**Problem requirements**
Nothing but the lines from the one containing "Where can you see the license" through the final line of the data should be repeated, and each must be exact.

□ □ □

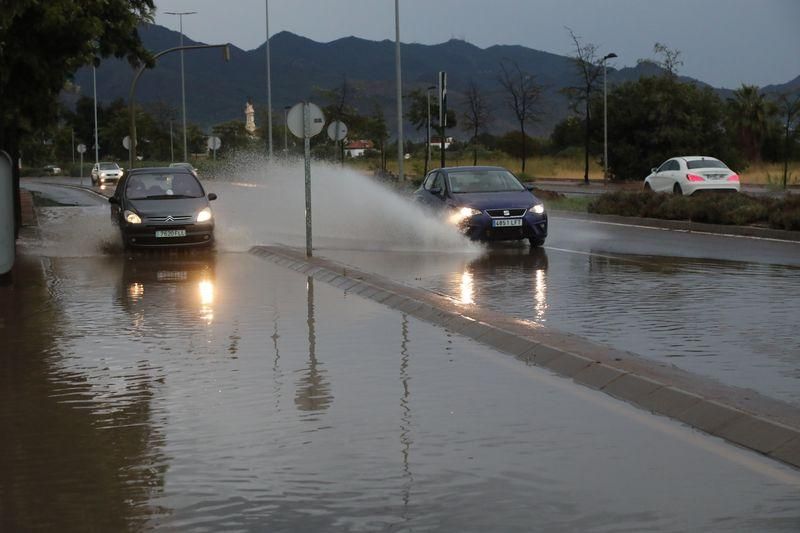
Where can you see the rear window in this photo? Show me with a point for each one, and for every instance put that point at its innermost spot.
(705, 163)
(178, 185)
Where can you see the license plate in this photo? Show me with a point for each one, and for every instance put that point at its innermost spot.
(507, 222)
(170, 233)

□ □ □

**Response for this exercise**
Where can you see the license plate in this photo? Show me with a point for each one, and for every instance put that point at its innermost spot.
(507, 222)
(170, 233)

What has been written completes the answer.